Aim: Please reproduce the material below word for word, every line from the first to the last, with no changes.
>> Start Records provided
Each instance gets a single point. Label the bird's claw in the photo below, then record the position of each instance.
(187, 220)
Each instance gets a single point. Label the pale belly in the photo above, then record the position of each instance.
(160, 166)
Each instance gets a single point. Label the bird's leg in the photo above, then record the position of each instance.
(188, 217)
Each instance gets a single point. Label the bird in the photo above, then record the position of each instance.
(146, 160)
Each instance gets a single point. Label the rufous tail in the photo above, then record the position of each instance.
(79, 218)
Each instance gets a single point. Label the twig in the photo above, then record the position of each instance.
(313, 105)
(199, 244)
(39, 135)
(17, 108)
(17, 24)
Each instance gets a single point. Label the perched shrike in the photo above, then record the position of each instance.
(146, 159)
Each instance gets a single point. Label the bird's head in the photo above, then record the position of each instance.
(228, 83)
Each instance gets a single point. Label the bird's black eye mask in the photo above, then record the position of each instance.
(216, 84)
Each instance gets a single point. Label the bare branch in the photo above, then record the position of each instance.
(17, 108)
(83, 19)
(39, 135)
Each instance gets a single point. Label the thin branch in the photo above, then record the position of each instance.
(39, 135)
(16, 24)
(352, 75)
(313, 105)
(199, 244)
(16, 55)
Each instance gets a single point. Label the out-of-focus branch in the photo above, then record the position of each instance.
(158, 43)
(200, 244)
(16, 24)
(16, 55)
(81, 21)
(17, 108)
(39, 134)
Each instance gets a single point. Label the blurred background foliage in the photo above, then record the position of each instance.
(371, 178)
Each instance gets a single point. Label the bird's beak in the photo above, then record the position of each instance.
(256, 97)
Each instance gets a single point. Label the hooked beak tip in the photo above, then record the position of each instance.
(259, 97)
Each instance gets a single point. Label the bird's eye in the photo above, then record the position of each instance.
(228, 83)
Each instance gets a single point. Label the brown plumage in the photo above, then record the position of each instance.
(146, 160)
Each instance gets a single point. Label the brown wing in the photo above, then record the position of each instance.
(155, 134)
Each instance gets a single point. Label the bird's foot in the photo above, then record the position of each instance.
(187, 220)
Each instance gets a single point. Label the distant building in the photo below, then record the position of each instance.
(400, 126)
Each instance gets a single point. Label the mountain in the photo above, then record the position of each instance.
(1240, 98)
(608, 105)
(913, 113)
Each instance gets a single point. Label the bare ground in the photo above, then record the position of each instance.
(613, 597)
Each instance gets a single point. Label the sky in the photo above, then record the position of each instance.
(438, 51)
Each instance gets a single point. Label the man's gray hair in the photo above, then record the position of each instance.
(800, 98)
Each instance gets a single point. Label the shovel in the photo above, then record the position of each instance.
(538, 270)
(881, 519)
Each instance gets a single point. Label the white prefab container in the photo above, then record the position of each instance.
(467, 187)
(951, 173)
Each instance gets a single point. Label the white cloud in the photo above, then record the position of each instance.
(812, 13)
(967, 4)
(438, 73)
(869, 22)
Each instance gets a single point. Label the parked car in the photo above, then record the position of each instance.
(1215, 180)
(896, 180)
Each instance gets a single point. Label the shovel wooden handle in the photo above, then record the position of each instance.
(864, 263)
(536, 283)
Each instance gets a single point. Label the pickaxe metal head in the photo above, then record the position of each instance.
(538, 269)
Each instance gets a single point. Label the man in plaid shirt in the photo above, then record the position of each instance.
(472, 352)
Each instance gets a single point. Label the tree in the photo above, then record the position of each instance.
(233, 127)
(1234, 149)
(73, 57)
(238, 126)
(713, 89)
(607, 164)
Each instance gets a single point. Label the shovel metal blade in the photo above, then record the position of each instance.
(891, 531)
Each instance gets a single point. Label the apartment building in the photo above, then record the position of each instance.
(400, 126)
>> End Records provided
Written response:
Each instance gets a single point. Label the bird's claw in the photo below, then record the position of each instance.
(187, 220)
Each instance gets a single point. Label the pale belly in the photo above, then record the position of each instance.
(160, 166)
Each instance gets a single point. Label the bird's leg in the photo above, then record the position of each instance.
(188, 217)
Each instance gets a single point. Label the bird in the photo above, then record the position of each instance.
(146, 160)
Each instance gets a single point. Label the rufous tail in the photo above, then record the position of each instance.
(79, 218)
Each instance gets a single point. Label the twig in the photo above, then record the position of each instance.
(313, 105)
(199, 244)
(39, 135)
(17, 108)
(17, 24)
Each instance gets a single point. Label the perched shrike in the photo above, then record the position of each instance.
(146, 159)
Each instance gets a single point. Label the bird's head in the photo above, then record the position of each instance.
(228, 83)
Each instance gets a single point. Label the bird's black eye mask in the photo above, then record the position of each instance.
(216, 84)
Each instance gets a single point. Label the bare branch in the photo above, then record the position of each instance.
(17, 108)
(83, 19)
(39, 135)
Each instance gets a single point. Label the thin branch in the photo above, then record the position of each instance.
(39, 135)
(16, 24)
(352, 75)
(313, 105)
(199, 244)
(16, 55)
Each instance gets a single point. Label the out-of-focus branch in the photo above, then record the position of each instance.
(158, 43)
(200, 244)
(16, 24)
(16, 55)
(81, 21)
(17, 108)
(39, 134)
Each instance gets a single point. Label the blurred background foliage in the photo above, then record the position of each instance.
(371, 178)
Each instance gets a single point. Label the bird's beak in the photo above, then record the position of each instance.
(256, 97)
Each instance gets a single point. Label the hooked beak tip in the photo above, then record the position of each instance.
(259, 97)
Each instance gets a single point. Label the bird's eye in the photo above, then record the position of each instance.
(228, 83)
Each instance gets a single point. Label the brown plumage in the photo above, then record the position of each instance.
(146, 160)
Each instance gets a single point. Label the brown wing in the photo above, then record the position of each instance.
(155, 134)
Each instance gets a single point. Label the bird's foot in the photo above, then record the position of each instance.
(187, 220)
Each instance gets a single point. Label the distant building in the photo below, then record the position of each instance.
(400, 126)
Each instance gets a single point. Label the mountain in the photo above, then record the position of each instance.
(1240, 98)
(608, 105)
(913, 113)
Each instance gets a single point. Label the bare ground in the photo above, then record the position of each instance.
(613, 597)
Each instance gets a single point. Label the sky in the photo above, then record the position of each instance.
(438, 51)
Each instance gets a single point. Label the man's gray hair in the photo above, then record the position of each instance.
(800, 98)
Each instance gets a single point. Label the shovel in the photo above, then record the position of each instance.
(538, 270)
(881, 519)
Each instance gets a single point. Label the white prefab container in the photo above, then record the position of each instance.
(467, 187)
(951, 173)
Each instance gets a single point. Label the white cloud in the photo above, then record the position of each instance.
(812, 13)
(967, 4)
(438, 73)
(869, 22)
Each instance gets a single point. Label the parked car in the photo above, then record the position of each instance.
(1215, 180)
(896, 180)
Each instance gets a single point. Label the shovel wooden handle in the photo above, then record the position of each instance.
(864, 263)
(536, 283)
Each instance gets a single point. Label the pickaxe metal head in the photo above, then record the position of each instance.
(538, 269)
Each instance gets a single point. Label the man in plaid shirt in the photo above, then record the position of each instance.
(472, 352)
Each instance gets a single point. Label the tree in the photo above, then record the position of each instance.
(233, 127)
(1234, 149)
(73, 57)
(238, 126)
(713, 89)
(607, 164)
Each instance gets a single point. Label the shovel metal blade in the photo above, then record the position of each instance.
(891, 531)
Each instance gets a single point. Label the apartment building in the photo above, then record the position of each instance.
(400, 126)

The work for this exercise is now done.